### Information supplied

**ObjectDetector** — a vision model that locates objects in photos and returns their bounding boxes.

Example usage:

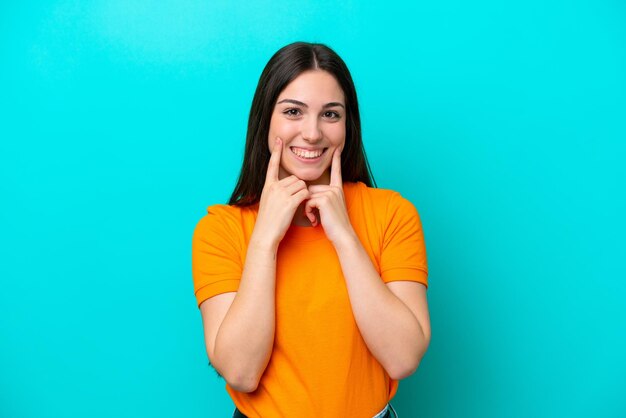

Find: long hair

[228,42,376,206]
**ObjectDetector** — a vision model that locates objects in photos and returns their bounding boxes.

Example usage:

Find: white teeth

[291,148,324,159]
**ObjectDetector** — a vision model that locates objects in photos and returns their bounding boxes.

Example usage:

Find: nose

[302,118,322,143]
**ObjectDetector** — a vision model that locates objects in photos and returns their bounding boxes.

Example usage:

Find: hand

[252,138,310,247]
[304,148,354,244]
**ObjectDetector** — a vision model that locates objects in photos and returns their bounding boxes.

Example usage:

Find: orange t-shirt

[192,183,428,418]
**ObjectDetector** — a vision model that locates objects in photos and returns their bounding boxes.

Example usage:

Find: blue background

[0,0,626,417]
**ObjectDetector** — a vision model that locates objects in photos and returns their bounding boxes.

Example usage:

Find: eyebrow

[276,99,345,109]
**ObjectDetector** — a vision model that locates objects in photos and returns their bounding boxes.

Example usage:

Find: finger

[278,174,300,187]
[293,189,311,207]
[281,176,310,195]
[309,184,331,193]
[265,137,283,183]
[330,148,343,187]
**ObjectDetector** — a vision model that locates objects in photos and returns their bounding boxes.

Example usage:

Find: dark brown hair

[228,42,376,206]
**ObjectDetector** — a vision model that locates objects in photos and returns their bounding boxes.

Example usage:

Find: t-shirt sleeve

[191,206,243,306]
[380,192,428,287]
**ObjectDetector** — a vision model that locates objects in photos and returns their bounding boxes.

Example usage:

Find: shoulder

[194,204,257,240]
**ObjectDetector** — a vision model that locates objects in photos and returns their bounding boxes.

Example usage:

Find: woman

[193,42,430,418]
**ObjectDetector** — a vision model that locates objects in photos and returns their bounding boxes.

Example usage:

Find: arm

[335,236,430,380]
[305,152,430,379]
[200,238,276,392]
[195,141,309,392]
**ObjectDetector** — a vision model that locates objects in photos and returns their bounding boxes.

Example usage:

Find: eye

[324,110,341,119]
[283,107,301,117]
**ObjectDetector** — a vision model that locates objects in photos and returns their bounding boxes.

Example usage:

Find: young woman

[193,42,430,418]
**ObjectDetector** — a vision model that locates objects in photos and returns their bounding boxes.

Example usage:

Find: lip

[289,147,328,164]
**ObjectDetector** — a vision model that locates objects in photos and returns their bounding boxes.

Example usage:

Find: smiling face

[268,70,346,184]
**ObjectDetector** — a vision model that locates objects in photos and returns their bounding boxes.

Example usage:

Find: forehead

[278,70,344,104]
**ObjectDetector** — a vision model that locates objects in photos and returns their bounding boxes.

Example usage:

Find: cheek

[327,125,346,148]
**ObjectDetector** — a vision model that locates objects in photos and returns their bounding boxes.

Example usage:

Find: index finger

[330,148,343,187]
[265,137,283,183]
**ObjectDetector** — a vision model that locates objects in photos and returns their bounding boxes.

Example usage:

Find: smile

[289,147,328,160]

######

→ Requirements: List every line above that contains the string "shirt". Case counts.

→ Finished exercise:
Find: orange t-shirt
Find: t-shirt sleeve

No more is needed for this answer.